Data extracted from a collection:
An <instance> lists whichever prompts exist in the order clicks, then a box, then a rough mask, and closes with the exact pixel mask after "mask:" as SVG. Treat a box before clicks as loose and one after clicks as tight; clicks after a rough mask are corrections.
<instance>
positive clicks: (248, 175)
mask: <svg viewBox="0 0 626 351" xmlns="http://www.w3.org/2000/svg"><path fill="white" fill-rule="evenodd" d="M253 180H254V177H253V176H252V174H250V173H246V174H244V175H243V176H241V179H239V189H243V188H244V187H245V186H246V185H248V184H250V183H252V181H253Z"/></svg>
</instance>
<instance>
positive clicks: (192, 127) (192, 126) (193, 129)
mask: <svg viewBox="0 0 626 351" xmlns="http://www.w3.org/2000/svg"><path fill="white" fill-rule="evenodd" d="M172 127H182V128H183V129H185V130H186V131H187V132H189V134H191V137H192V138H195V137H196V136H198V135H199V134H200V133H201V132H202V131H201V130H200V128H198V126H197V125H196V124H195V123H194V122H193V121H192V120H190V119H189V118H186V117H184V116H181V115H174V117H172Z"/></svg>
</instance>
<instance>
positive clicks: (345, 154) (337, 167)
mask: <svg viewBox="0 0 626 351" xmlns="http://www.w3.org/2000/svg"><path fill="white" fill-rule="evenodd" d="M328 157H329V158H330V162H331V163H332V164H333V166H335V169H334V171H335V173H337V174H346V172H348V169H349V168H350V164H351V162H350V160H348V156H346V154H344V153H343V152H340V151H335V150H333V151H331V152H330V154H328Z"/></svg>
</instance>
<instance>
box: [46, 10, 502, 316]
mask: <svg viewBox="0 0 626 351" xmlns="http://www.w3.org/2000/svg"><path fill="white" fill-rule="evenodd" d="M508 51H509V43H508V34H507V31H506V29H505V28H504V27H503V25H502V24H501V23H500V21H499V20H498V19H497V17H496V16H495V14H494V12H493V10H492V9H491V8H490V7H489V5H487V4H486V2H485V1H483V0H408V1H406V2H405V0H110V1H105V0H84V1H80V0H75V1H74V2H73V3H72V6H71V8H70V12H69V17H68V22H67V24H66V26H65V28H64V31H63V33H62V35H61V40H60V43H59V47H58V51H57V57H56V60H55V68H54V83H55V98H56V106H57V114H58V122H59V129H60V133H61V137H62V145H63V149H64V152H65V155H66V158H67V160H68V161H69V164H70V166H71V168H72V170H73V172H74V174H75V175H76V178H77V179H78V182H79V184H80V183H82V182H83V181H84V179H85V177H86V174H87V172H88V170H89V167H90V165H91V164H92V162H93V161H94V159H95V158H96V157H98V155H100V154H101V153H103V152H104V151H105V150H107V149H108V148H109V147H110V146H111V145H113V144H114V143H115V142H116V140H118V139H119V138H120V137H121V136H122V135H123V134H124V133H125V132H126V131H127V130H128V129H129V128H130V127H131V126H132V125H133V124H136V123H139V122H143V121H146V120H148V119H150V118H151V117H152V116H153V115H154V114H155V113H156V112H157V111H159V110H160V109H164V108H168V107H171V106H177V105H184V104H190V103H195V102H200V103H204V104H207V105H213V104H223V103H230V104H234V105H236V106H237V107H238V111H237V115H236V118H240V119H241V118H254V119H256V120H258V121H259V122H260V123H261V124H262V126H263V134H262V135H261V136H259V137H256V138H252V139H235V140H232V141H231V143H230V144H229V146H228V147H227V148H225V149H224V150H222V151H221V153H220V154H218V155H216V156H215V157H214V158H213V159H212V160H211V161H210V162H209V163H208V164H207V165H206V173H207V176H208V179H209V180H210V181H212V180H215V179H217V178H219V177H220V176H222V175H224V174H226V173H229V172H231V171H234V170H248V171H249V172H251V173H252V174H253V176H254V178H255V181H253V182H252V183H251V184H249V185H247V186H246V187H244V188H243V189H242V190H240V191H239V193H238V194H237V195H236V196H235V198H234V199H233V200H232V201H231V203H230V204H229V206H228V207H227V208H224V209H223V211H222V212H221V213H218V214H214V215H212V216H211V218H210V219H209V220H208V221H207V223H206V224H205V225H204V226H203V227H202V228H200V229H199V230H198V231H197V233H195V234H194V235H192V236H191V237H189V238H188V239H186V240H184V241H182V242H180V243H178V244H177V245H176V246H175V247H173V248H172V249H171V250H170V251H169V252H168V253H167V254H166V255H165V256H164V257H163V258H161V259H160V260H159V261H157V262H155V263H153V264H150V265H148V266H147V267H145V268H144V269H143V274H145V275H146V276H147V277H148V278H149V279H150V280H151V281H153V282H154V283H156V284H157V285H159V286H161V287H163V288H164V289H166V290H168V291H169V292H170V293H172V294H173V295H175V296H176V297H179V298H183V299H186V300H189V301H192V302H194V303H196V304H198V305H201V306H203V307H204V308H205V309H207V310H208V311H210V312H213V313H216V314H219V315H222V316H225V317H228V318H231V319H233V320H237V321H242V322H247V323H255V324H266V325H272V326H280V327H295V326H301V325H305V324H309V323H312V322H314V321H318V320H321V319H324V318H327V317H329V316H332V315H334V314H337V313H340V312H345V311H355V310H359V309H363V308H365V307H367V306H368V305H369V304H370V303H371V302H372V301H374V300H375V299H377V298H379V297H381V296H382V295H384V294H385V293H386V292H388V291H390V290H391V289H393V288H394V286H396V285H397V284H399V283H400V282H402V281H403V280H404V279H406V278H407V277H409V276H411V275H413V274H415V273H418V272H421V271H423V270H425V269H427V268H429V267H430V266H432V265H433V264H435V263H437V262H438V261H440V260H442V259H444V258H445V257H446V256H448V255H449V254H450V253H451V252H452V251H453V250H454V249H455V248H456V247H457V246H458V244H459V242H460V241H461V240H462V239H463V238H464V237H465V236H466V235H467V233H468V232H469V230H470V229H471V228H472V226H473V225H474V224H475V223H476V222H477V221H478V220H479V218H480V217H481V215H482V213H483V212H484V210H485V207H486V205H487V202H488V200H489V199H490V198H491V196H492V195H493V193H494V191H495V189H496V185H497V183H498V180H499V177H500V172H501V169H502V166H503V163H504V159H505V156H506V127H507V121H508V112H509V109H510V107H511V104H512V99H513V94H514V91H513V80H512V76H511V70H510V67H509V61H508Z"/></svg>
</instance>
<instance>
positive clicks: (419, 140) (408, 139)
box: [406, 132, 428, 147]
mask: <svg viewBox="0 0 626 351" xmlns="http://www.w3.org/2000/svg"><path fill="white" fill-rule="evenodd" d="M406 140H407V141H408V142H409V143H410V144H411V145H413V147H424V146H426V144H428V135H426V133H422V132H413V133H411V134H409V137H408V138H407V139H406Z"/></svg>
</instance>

* **DESCRIPTION OF THE TASK**
Read through the entries, then copy every line where the string "positive" is found.

* **YOUR RESPONSE**
positive clicks: (248, 175)
positive clicks: (192, 127) (192, 126) (193, 129)
positive clicks: (345, 154) (337, 167)
positive clicks: (419, 140) (408, 139)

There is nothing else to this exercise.